Text block:
***
I have always enjoyed studying and whilst working in the hospital I completed my first degree in Health Studies. My dissertation, a literature review looking at the affect of HIV on children and families paved the way for my success in my first specialist nurses role working with children and families with HIV infection.

Working between the acute sector and community in various positions was something that I have continued to perfect during my 25 year clinical career. During this time I also gained both a Masters and non-medical prescribing qualification which enabled me to practice autonomously as an Advanced paediatric nurse practitioner, specialising in respiratory medicine and allergy.

Running my own clinics, managing my own caseloads, visiting children in their own homes helped shape my desire to see change, to impact and influence, encouraging me to participate and represent nursing and my specialist interest in many different and national forums, at conferences and in publishing my first articles.

As my leadership skills developed Helena responded to several opportunities to lead service development, consult and advise on children’s nursing, manage a community nursing team and build a team of specialist nurses working across the hospital and community sectors. In 2006 I became one of very few nurse consultants in children’s nursing across the UK. Part of this role entailed teaching one day a week at the local university’s school of nursing. Spending time with student nurses, empowering them to be the best they could be helped me decide to move my career into nurse education. During my time at De Montfort University’s Leicester School of Nursing and Midwifery, as Associate Professor and Head of Division I influenced the design and delivery of teaching and learning in children’s and adult nursing. I also completed my doctorate, which focused on the theory of place attachment in children’s hospices.



Determination, self-motivation and the opportunity to make a difference have been qualities which I have tried to embody throughout my career.


I would encourage nurses to confidently seek opportunities to share practice, be change agents, be ambassadors for their field  and speciality. There are many national opportunities for nurses such as awards, travel scholarships, leadership training, help with education and funding research.  In 2020 I applied and was successful in achieving a Churchill Fellowship to explore palliative care provision, education and training in an international context. Unfortunately the pandemic halted this opportunity but I am hoping to travel oversees early next year.

Clinical experience, knowledge and skills, leadership, education and research have been the cornerstones of my career. My strategic role at Together for Short Lives, as Director of Service Development and Improvement, has now given me the opportunity to pull together thirty years of children’s nursing and academic experience to make a difference to the growing number of children with life-limiting conditions and their families in the UK.
***
Provided material:
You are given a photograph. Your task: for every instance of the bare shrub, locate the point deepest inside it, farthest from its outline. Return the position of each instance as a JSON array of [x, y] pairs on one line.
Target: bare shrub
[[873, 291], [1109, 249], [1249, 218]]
***
Problem to work on: Copy the career account word for word from "Working between the" up to and including "my first articles.".

Completed exercise:
Working between the acute sector and community in various positions was something that I have continued to perfect during my 25 year clinical career. During this time I also gained both a Masters and non-medical prescribing qualification which enabled me to practice autonomously as an Advanced paediatric nurse practitioner, specialising in respiratory medicine and allergy.

Running my own clinics, managing my own caseloads, visiting children in their own homes helped shape my desire to see change, to impact and influence, encouraging me to participate and represent nursing and my specialist interest in many different and national forums, at conferences and in publishing my first articles.